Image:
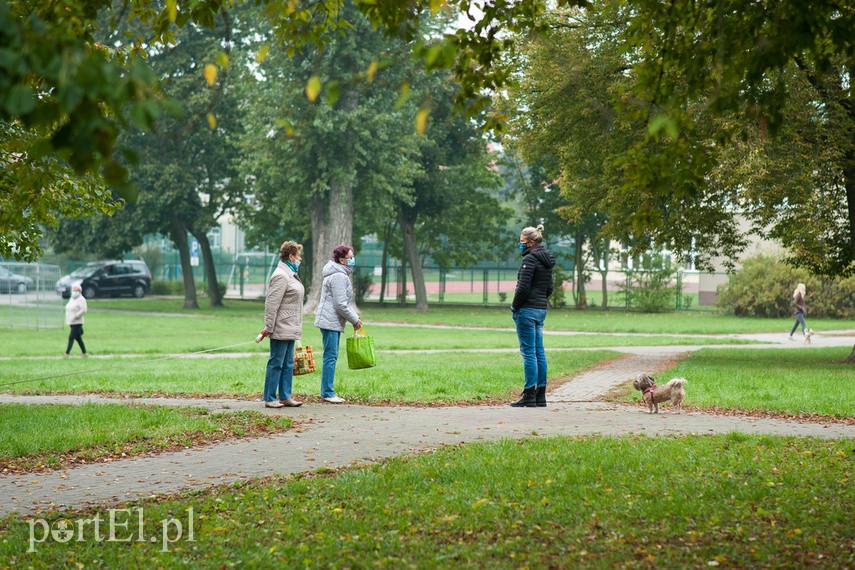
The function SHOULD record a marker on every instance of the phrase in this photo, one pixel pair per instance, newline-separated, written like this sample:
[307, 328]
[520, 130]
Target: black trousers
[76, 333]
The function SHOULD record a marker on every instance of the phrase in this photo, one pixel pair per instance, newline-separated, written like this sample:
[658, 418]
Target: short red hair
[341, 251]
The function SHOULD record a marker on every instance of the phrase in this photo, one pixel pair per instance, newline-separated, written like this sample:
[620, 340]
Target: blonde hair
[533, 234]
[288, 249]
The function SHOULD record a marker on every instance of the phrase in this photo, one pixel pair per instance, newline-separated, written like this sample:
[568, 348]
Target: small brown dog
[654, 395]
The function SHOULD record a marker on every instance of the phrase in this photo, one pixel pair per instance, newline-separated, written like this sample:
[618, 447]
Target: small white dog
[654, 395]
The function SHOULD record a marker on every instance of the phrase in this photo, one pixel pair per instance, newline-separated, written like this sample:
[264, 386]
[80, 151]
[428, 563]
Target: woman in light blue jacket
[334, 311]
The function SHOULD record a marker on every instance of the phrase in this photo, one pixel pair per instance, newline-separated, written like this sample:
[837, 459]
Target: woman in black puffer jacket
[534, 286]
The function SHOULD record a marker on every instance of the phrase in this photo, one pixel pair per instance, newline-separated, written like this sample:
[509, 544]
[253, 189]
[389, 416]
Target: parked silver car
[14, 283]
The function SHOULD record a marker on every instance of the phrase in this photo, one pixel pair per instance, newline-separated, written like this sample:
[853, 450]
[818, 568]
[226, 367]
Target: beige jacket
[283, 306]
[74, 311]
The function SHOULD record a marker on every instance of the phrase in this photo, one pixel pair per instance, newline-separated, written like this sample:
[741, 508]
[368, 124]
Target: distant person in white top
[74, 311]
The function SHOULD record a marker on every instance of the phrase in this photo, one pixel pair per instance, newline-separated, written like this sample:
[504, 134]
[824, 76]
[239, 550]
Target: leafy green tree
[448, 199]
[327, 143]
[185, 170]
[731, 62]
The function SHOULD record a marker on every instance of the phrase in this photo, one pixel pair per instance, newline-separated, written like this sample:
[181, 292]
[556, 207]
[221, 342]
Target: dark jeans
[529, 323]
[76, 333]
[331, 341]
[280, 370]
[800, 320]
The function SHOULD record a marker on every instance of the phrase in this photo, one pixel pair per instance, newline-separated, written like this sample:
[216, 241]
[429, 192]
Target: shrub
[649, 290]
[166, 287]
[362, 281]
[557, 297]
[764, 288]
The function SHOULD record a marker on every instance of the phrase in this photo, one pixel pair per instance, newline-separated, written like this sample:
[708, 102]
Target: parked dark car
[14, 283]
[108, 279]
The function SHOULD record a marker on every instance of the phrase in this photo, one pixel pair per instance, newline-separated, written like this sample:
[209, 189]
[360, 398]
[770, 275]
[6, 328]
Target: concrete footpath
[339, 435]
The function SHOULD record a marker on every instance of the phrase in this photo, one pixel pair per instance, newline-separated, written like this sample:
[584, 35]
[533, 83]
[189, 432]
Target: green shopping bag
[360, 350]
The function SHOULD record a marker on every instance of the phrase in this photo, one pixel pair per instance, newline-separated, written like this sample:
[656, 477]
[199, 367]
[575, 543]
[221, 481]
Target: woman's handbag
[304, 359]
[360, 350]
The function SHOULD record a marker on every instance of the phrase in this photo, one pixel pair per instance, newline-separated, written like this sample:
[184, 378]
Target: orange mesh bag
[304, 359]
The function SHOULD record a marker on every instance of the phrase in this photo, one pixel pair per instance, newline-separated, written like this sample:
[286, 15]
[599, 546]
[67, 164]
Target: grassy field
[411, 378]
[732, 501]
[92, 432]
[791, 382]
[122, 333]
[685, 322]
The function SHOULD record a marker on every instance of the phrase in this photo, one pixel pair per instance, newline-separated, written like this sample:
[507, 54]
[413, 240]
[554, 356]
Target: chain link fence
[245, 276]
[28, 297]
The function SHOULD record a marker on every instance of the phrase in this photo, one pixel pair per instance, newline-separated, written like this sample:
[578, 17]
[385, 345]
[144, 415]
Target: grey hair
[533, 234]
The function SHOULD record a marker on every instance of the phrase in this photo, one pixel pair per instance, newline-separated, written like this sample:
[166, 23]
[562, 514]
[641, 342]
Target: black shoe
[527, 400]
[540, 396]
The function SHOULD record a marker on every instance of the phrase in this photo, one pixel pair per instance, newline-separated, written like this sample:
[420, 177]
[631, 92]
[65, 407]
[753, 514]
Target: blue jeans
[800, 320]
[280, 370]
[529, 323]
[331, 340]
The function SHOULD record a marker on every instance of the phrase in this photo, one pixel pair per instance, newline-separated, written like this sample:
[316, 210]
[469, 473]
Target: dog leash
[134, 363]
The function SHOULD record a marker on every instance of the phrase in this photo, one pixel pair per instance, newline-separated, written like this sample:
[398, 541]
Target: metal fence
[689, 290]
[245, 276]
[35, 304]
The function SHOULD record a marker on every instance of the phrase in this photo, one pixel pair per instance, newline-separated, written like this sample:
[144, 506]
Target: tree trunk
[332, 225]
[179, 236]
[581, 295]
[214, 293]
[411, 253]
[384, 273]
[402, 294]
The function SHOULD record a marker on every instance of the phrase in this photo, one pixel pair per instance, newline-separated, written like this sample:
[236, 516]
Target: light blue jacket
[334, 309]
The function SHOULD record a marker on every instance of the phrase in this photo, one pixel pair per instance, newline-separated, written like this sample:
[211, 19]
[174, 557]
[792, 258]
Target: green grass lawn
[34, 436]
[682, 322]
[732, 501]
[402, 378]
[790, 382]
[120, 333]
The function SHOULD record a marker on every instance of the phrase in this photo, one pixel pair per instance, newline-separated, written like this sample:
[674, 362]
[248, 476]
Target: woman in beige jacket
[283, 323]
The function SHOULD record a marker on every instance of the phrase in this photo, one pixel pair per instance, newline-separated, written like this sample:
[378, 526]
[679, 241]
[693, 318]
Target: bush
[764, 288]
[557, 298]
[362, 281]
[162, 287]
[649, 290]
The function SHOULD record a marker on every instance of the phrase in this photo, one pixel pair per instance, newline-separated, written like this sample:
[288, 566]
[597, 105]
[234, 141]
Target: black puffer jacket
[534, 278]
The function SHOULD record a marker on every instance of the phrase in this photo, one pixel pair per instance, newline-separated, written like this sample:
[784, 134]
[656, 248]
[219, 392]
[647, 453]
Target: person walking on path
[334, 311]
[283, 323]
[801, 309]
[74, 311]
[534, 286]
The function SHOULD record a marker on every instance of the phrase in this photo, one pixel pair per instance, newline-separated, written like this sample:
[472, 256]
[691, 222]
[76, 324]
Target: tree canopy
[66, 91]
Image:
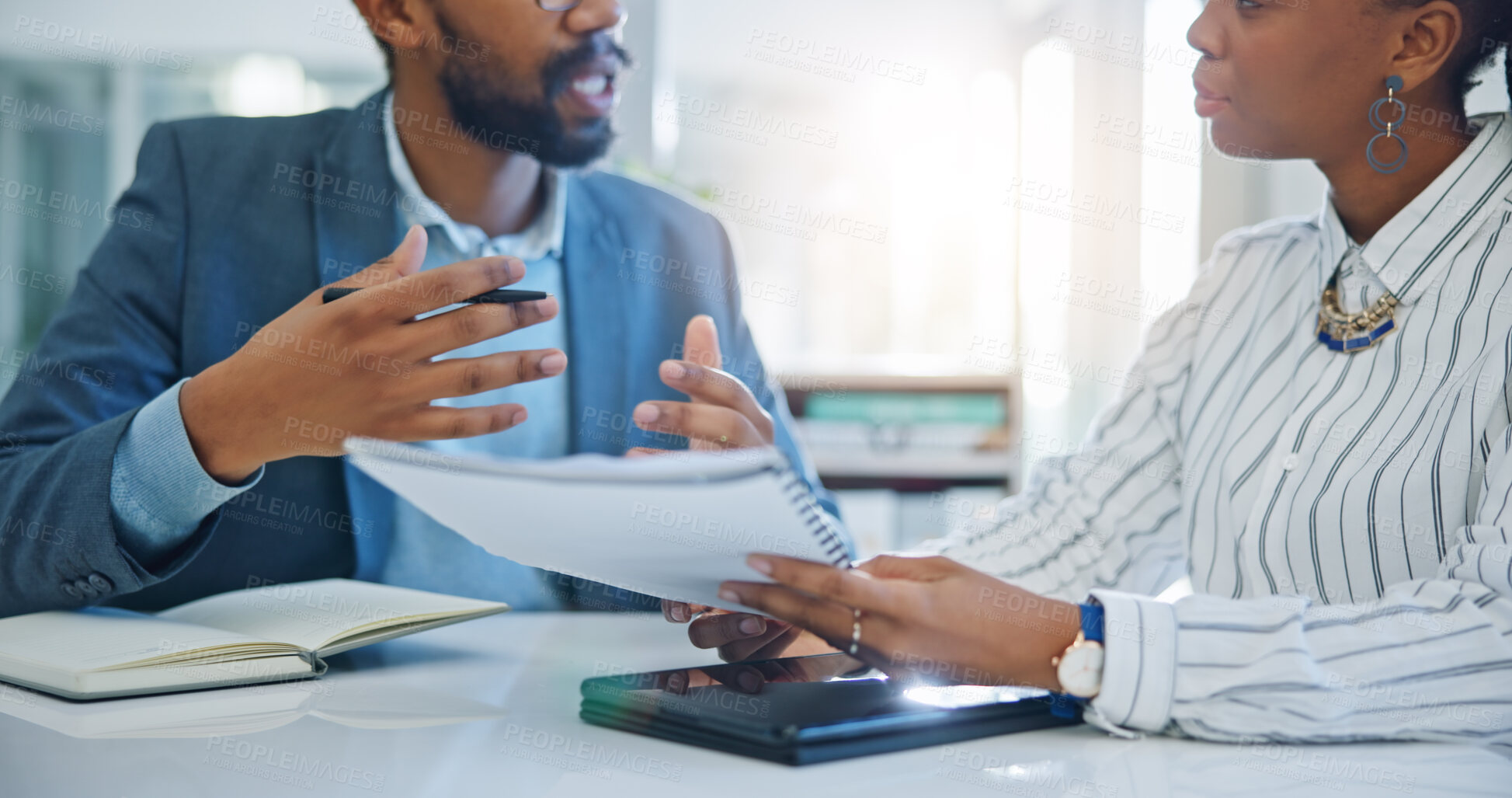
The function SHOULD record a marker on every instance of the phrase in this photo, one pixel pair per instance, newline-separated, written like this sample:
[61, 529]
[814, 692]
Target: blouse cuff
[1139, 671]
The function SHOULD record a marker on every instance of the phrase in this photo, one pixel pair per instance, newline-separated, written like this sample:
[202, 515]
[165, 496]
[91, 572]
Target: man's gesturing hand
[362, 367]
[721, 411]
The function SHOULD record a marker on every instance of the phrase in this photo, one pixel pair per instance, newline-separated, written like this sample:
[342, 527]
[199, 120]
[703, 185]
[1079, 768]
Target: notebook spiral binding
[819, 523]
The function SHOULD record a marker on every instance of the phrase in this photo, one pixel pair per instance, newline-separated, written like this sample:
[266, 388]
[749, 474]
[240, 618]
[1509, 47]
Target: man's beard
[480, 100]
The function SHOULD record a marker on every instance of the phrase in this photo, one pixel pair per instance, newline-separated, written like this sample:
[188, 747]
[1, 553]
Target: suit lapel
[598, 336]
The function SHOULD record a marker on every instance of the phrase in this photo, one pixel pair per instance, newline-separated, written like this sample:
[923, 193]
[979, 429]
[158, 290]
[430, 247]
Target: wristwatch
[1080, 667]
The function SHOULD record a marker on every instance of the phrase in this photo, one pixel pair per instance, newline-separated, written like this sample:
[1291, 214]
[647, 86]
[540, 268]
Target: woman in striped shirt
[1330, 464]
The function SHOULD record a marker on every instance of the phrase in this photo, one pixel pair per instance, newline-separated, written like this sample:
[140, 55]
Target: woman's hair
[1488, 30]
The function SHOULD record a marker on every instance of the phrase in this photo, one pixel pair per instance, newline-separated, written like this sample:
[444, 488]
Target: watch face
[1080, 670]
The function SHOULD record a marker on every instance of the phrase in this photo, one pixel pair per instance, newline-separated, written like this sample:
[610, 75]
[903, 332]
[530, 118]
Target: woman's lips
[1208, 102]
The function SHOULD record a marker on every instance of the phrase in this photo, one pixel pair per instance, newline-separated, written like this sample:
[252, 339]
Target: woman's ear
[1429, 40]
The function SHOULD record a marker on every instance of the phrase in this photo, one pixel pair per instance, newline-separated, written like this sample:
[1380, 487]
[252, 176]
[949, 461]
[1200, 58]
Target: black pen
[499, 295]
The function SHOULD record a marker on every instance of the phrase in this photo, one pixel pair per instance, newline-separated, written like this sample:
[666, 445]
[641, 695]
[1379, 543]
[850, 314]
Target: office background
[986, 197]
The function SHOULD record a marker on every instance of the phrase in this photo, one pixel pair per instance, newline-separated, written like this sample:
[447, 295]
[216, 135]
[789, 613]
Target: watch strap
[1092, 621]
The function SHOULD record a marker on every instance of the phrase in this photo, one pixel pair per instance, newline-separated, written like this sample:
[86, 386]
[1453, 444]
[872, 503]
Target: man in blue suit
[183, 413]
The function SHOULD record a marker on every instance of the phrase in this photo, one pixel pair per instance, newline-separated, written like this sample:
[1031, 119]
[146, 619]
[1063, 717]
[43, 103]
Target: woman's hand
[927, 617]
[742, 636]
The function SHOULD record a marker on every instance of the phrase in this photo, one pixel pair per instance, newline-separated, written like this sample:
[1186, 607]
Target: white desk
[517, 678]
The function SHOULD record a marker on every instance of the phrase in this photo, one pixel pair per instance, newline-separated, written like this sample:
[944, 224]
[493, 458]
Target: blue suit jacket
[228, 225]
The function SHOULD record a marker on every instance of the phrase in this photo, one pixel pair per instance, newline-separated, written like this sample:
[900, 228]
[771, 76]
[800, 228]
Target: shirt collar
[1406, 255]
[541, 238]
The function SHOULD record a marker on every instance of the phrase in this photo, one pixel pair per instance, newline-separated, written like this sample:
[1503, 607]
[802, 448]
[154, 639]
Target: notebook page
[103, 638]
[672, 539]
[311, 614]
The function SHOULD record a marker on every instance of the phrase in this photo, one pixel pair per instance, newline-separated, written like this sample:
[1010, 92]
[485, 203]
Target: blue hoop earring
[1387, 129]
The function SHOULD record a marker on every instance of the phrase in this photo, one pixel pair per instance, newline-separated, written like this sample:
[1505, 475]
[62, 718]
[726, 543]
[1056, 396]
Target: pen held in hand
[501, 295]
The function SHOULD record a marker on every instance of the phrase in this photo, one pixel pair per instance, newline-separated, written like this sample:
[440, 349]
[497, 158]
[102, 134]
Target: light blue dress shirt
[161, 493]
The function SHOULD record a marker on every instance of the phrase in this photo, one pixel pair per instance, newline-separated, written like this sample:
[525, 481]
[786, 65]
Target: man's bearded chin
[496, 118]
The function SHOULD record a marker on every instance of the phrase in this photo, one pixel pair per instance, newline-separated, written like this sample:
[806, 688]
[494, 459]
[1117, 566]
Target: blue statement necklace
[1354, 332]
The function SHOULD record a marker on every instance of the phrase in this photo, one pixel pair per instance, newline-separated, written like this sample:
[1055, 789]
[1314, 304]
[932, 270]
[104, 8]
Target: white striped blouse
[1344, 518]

= TASK BRIEF =
Count the lines of the data above that contain the string "shirt", and reply with only that number.

= EXERCISE SOLUTION =
3